§ **Directions**
Pull out every line of the data below that contains the string "roof". The match is case-sensitive.

= = =

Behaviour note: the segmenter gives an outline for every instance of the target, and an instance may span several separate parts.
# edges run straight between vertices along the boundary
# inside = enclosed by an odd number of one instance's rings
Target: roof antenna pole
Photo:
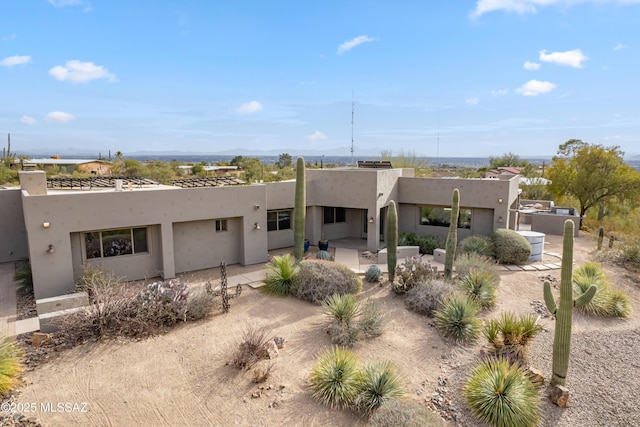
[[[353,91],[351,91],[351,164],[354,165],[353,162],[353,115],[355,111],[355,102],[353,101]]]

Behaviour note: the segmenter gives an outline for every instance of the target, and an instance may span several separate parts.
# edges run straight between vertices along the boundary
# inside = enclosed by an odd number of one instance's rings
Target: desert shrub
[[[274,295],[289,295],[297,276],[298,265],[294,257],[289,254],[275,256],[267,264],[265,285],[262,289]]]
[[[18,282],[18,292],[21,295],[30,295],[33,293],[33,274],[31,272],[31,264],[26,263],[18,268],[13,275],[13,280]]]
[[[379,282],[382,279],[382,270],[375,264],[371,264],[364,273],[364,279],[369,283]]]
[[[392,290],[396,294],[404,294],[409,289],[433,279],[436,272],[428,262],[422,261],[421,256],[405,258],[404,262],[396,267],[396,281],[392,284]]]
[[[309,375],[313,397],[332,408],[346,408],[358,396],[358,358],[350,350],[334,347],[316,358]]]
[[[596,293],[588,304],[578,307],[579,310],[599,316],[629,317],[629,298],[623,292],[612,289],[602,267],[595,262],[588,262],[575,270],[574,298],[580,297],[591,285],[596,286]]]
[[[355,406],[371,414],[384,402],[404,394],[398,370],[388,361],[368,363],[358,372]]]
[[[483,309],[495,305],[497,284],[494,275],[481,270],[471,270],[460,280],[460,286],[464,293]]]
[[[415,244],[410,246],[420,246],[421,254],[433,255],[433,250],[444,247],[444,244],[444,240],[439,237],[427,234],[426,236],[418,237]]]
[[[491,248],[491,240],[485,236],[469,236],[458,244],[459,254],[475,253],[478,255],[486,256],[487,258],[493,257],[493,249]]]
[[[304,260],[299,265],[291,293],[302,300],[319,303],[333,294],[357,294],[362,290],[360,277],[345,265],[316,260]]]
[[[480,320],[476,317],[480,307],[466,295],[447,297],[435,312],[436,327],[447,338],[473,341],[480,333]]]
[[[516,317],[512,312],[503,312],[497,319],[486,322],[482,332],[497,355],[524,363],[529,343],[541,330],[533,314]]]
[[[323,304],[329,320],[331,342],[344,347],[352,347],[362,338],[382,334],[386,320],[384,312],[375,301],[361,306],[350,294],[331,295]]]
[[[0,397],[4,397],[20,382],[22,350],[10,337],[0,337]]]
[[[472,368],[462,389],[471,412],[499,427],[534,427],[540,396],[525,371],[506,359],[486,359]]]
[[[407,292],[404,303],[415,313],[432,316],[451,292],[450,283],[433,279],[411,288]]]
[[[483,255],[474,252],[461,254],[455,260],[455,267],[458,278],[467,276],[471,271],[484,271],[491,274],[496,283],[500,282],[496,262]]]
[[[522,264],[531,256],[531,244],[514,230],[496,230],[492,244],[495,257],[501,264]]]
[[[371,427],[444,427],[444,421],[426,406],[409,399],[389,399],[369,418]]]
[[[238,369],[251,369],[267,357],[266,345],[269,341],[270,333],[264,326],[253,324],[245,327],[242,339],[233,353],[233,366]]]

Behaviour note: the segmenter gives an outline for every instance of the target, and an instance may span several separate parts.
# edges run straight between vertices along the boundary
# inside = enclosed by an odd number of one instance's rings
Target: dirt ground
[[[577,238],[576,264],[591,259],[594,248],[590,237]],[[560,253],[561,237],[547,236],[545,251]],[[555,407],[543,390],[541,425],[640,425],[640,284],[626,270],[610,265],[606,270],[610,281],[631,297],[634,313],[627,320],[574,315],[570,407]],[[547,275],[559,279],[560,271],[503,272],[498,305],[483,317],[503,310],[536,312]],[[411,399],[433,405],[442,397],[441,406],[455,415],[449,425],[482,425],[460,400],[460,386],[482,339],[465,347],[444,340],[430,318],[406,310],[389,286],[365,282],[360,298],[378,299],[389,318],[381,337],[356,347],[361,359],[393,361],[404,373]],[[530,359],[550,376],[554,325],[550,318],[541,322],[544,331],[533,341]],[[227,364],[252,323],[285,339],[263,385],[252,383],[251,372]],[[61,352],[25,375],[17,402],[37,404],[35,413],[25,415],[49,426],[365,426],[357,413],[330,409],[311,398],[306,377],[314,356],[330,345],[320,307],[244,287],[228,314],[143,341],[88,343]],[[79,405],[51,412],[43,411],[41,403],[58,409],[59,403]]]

= = =

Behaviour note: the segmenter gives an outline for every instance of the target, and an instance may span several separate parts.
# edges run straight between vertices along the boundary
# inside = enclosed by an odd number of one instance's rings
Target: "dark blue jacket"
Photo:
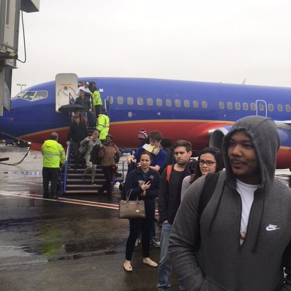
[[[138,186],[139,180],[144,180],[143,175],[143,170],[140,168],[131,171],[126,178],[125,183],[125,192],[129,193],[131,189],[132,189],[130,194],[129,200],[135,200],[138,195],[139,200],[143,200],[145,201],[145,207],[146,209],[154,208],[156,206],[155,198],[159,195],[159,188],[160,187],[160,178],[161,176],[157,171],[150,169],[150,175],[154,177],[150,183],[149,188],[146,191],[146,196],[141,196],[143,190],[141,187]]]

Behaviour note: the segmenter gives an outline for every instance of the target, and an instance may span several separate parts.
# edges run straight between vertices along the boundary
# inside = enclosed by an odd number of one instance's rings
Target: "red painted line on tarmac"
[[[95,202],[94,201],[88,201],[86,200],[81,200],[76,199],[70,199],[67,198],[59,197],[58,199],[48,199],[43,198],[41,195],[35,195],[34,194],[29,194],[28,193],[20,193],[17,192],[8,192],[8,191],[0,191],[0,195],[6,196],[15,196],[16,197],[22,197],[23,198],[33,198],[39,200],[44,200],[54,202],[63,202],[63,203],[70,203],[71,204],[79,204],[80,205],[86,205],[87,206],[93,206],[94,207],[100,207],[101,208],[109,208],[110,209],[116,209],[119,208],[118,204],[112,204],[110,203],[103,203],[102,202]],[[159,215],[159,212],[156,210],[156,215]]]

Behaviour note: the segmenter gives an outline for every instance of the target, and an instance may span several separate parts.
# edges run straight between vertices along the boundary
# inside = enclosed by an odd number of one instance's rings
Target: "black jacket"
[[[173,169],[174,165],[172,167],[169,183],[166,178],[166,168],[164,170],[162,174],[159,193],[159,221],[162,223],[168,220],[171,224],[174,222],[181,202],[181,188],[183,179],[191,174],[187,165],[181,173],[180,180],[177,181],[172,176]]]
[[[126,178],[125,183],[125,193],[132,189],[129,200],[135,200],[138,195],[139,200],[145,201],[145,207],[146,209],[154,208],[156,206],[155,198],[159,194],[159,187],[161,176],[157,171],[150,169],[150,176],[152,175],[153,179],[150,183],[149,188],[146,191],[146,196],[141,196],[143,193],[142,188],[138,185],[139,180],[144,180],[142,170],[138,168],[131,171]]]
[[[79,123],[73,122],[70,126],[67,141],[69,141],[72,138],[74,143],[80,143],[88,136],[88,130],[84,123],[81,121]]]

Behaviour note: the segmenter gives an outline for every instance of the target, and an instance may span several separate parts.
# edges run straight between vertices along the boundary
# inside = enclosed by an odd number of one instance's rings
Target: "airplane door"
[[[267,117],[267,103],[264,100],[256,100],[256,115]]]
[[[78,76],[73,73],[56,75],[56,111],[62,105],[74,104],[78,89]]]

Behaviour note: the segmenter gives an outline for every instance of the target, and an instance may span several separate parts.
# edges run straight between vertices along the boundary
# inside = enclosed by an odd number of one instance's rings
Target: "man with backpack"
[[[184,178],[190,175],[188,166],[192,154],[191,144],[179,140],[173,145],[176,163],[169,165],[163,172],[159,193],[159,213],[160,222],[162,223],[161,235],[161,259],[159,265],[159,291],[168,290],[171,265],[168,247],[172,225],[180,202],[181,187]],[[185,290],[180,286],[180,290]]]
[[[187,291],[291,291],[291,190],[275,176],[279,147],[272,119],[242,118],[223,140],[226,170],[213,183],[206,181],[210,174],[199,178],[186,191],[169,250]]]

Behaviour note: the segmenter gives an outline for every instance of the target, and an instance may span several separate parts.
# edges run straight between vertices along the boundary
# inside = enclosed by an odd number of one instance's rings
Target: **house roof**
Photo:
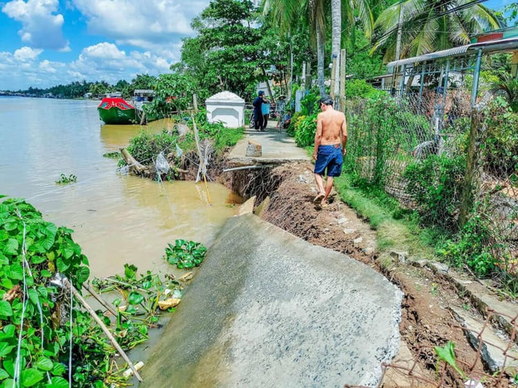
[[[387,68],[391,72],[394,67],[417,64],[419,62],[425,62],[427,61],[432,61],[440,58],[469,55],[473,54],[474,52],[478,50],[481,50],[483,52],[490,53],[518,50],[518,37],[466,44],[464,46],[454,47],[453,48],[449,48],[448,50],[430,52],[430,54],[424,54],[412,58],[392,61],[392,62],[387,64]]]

= = =

§ **Solution for this task**
Target: roof antenna pole
Target: **house roof**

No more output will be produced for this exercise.